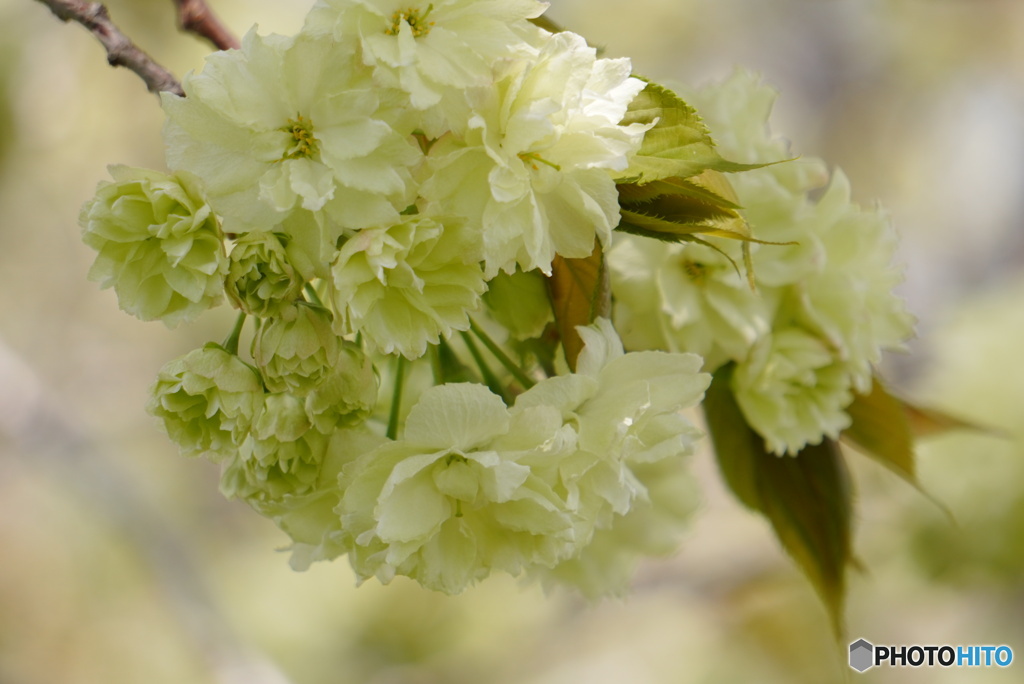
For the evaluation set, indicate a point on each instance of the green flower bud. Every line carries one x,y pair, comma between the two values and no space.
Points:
347,395
207,400
159,245
297,354
261,280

━━━━━━━━━━━━━━━━

- EXERCISE PROMPT:
Convert the items above into a two-column CSV with the headers "instruction" and "answer", one row per item. Put each field in double quotes, replace line breaks with spaces, and leave out the pictures.

- ANSWER FOR THE TASK:
instruction,answer
"For the evaluation set, indicate a point on each instance of the green flower bud. Every line carries one x,y pair, comma between the two values and no space. Points:","347,395 207,400 159,245 297,354 261,280"